# [DIRECTIONS FOR THIS TASK]
Everything from the line that contains "of the chimney" through the final line of the records should be written out exactly, and nothing outside that span.
— start of GIVEN DATA —
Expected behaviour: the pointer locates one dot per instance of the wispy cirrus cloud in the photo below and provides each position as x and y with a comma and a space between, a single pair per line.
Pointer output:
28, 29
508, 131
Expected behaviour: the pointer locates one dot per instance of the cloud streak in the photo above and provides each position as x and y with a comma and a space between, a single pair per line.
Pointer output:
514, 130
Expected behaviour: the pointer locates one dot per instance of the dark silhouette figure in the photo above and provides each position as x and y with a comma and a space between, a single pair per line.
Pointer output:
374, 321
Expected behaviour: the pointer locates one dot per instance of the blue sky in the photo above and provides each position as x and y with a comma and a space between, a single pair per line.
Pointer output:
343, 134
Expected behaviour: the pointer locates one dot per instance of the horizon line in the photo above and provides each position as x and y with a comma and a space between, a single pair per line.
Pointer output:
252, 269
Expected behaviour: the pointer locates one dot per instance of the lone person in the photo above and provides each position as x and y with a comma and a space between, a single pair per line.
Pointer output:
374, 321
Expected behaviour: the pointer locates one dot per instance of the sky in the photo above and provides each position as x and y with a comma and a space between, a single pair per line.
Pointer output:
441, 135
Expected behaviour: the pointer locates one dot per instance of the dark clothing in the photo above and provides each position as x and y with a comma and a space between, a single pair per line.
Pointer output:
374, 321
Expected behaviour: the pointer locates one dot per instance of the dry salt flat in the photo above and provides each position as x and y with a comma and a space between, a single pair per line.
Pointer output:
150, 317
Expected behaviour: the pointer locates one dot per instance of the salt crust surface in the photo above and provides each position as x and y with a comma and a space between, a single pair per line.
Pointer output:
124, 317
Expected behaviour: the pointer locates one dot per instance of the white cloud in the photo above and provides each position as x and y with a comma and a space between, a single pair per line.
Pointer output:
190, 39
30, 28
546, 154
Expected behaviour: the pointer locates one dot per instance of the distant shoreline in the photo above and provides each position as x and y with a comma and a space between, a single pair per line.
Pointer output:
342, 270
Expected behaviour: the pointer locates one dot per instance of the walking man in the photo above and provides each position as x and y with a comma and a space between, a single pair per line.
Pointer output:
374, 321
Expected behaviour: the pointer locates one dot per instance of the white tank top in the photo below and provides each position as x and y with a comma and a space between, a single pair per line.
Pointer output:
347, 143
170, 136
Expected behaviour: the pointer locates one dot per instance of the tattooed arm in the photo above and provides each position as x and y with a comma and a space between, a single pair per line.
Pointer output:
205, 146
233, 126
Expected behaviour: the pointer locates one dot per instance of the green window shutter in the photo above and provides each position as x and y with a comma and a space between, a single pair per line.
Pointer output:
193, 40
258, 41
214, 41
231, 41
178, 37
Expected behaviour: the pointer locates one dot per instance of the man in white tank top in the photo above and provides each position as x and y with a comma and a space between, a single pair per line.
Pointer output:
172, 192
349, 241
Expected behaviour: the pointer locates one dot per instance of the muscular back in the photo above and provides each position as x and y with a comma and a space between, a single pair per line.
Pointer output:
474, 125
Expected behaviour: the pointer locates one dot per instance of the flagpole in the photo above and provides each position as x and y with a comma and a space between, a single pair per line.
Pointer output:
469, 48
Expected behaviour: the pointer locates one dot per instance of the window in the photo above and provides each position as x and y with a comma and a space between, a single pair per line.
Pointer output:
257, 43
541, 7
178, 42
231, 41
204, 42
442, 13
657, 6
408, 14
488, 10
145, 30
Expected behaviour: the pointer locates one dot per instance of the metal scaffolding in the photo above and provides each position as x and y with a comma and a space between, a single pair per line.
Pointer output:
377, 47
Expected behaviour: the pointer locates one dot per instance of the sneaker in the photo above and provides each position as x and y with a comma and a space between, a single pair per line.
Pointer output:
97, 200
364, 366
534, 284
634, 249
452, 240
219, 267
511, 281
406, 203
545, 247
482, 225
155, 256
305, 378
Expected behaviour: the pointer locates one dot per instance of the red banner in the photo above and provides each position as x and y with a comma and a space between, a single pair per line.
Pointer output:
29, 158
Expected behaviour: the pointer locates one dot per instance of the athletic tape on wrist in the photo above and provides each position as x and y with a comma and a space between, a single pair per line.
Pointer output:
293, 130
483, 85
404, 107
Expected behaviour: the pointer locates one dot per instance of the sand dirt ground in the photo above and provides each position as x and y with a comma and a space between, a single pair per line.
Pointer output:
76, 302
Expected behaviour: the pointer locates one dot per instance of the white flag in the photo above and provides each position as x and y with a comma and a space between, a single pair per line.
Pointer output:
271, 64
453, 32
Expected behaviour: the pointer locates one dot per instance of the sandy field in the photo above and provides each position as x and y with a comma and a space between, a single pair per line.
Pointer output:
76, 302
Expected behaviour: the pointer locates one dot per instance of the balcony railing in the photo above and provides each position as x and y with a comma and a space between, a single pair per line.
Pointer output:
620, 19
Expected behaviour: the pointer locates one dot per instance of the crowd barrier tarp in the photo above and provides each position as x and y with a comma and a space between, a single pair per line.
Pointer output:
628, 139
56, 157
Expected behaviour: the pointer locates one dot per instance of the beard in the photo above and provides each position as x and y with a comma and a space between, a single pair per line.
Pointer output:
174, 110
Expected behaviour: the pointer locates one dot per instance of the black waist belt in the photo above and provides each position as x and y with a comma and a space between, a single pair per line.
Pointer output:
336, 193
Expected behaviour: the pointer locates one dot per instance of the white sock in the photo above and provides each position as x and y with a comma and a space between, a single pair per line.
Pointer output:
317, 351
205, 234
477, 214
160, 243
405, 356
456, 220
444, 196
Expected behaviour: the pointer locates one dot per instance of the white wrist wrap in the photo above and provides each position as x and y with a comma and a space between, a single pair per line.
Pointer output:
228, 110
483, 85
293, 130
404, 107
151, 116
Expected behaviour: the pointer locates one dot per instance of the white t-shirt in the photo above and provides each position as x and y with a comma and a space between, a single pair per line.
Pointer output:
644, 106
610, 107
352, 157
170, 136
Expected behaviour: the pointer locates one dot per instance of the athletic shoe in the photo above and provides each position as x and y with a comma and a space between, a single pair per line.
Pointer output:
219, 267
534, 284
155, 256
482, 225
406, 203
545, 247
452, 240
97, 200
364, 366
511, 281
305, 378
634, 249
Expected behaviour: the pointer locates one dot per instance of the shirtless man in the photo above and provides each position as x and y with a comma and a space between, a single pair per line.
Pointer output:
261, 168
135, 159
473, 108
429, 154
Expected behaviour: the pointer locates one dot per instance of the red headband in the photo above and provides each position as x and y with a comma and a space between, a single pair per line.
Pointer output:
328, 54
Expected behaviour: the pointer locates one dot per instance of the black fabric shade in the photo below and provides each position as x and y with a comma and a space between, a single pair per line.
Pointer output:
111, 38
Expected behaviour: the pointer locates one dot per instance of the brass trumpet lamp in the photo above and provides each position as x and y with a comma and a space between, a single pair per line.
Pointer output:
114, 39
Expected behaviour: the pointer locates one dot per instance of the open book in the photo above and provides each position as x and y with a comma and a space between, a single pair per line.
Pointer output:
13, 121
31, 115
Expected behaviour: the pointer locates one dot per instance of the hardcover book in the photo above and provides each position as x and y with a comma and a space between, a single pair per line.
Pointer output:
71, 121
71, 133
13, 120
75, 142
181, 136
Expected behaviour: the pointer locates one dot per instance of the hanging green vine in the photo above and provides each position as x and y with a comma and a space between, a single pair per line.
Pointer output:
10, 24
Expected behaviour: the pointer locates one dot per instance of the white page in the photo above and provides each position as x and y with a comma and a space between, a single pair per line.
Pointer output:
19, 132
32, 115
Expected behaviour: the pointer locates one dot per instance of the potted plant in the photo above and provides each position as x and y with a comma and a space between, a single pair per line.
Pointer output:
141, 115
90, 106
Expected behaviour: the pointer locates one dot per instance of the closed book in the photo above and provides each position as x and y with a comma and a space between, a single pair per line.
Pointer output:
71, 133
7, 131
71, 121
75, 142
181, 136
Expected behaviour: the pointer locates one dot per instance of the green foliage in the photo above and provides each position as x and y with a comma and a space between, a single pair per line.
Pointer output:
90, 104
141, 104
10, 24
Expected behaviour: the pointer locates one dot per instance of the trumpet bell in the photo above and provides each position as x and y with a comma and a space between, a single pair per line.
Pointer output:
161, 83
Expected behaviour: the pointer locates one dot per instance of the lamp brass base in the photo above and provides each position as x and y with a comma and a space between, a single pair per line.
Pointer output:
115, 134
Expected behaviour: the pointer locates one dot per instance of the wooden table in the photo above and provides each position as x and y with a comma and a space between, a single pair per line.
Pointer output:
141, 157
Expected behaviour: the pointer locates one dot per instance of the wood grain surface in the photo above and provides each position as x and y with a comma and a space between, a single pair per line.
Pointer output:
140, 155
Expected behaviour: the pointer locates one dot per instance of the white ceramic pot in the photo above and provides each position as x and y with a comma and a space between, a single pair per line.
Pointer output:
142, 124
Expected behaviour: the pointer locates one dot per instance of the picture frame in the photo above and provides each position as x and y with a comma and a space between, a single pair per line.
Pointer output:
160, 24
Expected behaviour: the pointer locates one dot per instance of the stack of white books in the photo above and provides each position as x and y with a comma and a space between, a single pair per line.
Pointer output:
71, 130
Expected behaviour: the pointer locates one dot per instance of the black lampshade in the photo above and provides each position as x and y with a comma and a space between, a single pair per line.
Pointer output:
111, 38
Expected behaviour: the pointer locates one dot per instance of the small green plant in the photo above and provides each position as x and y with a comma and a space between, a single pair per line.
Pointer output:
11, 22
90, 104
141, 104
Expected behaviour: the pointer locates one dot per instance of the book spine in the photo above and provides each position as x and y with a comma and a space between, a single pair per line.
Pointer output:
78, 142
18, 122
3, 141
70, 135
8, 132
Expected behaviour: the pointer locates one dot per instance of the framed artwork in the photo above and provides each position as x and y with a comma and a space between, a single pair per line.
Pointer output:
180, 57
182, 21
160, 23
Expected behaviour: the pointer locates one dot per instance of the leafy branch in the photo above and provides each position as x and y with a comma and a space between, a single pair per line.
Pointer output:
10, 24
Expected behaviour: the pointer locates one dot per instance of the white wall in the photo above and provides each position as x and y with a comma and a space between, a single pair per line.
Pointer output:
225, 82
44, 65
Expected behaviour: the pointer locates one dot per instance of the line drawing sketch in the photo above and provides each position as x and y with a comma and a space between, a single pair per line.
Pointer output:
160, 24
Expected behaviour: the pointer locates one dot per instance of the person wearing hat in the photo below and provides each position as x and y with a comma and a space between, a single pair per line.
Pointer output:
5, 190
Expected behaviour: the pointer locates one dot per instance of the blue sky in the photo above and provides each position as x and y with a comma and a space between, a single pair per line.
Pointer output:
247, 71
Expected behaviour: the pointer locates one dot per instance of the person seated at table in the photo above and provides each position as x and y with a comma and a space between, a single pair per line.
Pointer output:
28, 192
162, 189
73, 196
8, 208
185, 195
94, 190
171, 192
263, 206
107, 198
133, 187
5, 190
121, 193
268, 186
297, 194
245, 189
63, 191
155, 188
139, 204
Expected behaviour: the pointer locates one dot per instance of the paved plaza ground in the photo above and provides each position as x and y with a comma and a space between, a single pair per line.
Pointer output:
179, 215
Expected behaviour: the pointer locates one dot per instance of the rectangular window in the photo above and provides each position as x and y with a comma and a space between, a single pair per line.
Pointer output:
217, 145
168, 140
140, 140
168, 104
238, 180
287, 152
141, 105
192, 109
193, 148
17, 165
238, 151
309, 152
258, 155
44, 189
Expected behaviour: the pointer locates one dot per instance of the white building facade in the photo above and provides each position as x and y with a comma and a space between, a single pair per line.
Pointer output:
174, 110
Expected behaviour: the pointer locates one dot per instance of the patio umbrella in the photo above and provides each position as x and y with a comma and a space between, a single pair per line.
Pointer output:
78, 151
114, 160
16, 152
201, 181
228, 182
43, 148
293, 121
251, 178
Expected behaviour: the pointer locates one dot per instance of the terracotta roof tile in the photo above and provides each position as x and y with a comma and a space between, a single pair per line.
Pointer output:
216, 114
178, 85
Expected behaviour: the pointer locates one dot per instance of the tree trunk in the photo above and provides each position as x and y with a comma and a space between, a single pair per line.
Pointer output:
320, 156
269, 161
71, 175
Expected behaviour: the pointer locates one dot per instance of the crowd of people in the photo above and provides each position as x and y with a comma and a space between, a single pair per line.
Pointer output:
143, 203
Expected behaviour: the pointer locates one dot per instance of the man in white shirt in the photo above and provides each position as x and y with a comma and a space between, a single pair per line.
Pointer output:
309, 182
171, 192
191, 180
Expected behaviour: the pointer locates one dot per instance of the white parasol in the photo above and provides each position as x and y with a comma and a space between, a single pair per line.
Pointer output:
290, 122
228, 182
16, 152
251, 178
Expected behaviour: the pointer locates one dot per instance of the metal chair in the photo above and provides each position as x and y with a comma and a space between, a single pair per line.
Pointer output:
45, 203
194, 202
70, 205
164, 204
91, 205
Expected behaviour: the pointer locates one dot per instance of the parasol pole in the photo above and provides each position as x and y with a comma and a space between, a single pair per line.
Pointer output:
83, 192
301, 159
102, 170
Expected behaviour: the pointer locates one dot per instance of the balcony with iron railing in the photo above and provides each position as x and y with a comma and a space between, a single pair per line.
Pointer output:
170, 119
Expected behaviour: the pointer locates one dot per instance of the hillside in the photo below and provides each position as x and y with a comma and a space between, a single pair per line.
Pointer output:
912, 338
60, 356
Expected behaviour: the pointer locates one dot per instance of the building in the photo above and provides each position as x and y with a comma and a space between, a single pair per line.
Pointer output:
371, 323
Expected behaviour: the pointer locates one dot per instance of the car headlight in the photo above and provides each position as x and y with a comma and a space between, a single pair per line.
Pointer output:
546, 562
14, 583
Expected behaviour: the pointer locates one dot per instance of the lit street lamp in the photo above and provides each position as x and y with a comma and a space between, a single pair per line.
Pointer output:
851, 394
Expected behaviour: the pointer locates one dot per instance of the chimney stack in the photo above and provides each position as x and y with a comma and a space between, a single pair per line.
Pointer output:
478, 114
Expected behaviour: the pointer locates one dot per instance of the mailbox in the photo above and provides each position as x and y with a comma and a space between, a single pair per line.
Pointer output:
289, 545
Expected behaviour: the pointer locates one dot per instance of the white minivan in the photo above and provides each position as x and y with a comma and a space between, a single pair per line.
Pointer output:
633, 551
— end of GIVEN DATA —
# [SOLUTION TO THE EXERCISE]
Expected behaviour: the pointer locates one dot per instance of the chimney stack in the photo above and provides each position as x and y with a comma and a space between, a single pair per line.
Pointer output:
478, 114
Expected behaviour: the pointer locates one dot per instance of the mailbox in the photo above and provides each position as x and y with a comma and a space between, a single pair per line.
Pointer output:
289, 545
Expected behaviour: the pointer locates one dot per instance of the white minivan in the photo above and provides each position as x and y with a comma and a space between, a single pair per line.
Pointer output:
633, 551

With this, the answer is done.